■ STATED PROBLEM A ■
Retype the part of the OpenACC article below that starts at the words “Support of OpenACC” and ends with “XcalableMP and OpenACC.”.

■ PASSAGE SHOWN ■
^^^^^^^^^^^^^^^^

OpenACC

Last updated
OpenACC
Developer(s) The OpenACC Organization
Stable release
2.7 / November 2018;4 years ago (2018-11)
Written in C, C++, and Fortran
Operating system Cross-platform
Platform Cross-platform
Type API
Website www.openacc.org

OpenACC (for open accelerators) is a programming standard for parallel computing developed by Cray, CAPS, Nvidia and PGI. The standard is designed to simplify parallel programming of heterogeneous CPU/GPU systems. [1]

Contents

As in OpenMP, the programmer can annotate C, C++ and Fortran source code to identify the areas that should be accelerated using compiler directives and additional functions. [2] Like OpenMP 4.0 and newer, OpenACC can target both the CPU and GPU architectures and launch computational code on them.

OpenACC members have worked as members of the OpenMP standard group to merge into OpenMP specification to create a common specification which extends OpenMP to support accelerators in a future release of OpenMP. [3] [4] These efforts resulted in a technical report [5] for comment and discussion timed to include the annual Supercomputing Conference (November 2012, Salt Lake City) and to address non-Nvidia accelerator support with input from hardware vendors who participate in OpenMP. [6]

At ISC’12 OpenACC was demonstrated to work on Nvidia, AMD and Intel accelerators, without performance data. [7]

On November 12, 2012, at the SC12 conference, a draft of the OpenACC version 2.0 specification was presented. [8] New suggested capabilities include new controls over data movement (such as better handling of unstructured data and improvements in support for non-contiguous memory), and support for explicit function calls and separate compilation (allowing the creation and reuse of libraries of accelerated code). OpenACC 2.0 was officially released in June 2013. [9]

Version 2.5 of the specification was released in October 2015, [10] while version 2.6 was released in November 2017. [11] The latest version of specification, version 2.7, was released in November 2018. [12]

Compiler support

Support of OpenACC is available in commercial compilers from PGI (from version 12.6), and (for Cray hardware only) Cray. [7] [13]

OpenUH [14] is an Open64 based open source OpenACC compiler supporting C and FORTRAN, developed by HPCTools group from University of Houston.

OpenARC [15] is an open source C compiler developed at Oak Ridge National Laboratory to support all features in the OpenACC 1.0 specification. An experimental [16] open source compiler, accULL, is developed by the University of La Laguna (C language only). [17]

Omni Compiler [18] [19] is an open source compiler developed at HPCS Laboratory. of University of Tsukuba and Programming Environment Research Team of RIKEN Center for Computational Science, Japan, supported OpenACC, XcalableMP  [ ja ] and XcalableACC  [ ja ] combining XcalableMP and OpenACC.

IPMACC [20] is an open source C compiler developed by University of Victoria that translates OpenACC to CUDA, OpenCL, and ISPC. Currently, only following directives are supported: data, kernels, loop, and cache.

^^^^^^^^^^^^^^^^

Point annotation dataset records
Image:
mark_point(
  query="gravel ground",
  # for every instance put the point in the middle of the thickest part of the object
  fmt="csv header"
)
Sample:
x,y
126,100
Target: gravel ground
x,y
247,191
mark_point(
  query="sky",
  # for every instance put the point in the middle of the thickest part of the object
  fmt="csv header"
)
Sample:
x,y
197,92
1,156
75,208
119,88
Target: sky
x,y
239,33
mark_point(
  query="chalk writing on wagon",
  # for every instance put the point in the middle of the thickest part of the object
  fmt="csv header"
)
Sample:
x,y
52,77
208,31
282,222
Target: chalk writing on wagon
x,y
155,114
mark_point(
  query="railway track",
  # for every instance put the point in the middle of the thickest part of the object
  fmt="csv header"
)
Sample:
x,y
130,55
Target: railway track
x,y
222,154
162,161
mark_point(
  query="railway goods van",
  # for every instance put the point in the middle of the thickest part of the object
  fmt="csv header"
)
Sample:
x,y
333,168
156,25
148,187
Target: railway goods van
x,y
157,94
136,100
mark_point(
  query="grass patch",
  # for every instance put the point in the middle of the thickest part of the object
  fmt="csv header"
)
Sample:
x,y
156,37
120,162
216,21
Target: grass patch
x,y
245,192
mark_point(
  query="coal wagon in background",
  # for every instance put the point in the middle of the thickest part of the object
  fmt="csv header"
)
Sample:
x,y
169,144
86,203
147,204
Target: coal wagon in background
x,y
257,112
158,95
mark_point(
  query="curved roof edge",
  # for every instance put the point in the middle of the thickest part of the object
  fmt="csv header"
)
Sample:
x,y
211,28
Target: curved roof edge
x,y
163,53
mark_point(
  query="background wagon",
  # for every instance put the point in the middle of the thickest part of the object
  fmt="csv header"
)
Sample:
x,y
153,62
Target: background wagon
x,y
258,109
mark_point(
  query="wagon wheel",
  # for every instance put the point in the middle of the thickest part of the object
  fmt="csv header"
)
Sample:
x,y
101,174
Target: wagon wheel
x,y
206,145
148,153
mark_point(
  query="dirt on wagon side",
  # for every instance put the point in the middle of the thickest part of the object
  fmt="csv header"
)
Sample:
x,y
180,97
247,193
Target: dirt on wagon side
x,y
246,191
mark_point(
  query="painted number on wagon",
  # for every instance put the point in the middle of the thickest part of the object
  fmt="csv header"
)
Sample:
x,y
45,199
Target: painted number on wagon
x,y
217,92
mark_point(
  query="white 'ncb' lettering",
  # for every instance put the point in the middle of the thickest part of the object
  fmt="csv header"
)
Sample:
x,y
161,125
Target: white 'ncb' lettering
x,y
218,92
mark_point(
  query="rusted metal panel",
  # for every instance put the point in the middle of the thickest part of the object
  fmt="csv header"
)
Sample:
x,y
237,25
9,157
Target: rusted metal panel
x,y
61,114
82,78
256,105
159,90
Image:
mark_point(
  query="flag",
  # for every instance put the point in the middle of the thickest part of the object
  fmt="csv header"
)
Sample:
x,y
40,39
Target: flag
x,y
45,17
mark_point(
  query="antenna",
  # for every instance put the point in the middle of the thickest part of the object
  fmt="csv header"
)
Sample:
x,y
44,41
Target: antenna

^^^^^^^^^^^^^^^^

■ STATED PROBLEM B ■
Show every line of the records above that contains the string “curved”. Case counts.

■ EXERCISE SOLUTION A ■
Support of OpenACC is available in commercial compilers from PGI (from version 12.6), and (for Cray hardware only) Cray. [7] [13]

OpenUH [14] is an Open64 based open source OpenACC compiler supporting C and FORTRAN, developed by HPCTools group from University of Houston.

OpenARC [15] is an open source C compiler developed at Oak Ridge National Laboratory to support all features in the OpenACC 1.0 specification. An experimental [16] open source compiler, accULL, is developed by the University of La Laguna (C language only). [17]

Omni Compiler [18] [19] is an open source compiler developed at HPCS Laboratory. of University of Tsukuba and Programming Environment Research Team of RIKEN Center for Computational Science, Japan, supported OpenACC, XcalableMP  [ ja ] and XcalableACC  [ ja ] combining XcalableMP and OpenACC.

■ EXERCISE SOLUTION B ■
  query="curved roof edge",
Target: curved roof edge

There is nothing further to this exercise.